YOUR TASK —
The records are given next. Repeat each one exactly.
>>>
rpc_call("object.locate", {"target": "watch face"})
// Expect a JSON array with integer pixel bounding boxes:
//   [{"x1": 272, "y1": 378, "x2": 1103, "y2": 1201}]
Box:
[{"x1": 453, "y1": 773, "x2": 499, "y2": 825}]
<<<
THE COMPLETED TASK —
rpc_call("object.locate", {"target": "watch face"})
// Expect a JSON array with integer pixel bounding boxes:
//   [{"x1": 272, "y1": 378, "x2": 1103, "y2": 1201}]
Box:
[{"x1": 453, "y1": 773, "x2": 499, "y2": 825}]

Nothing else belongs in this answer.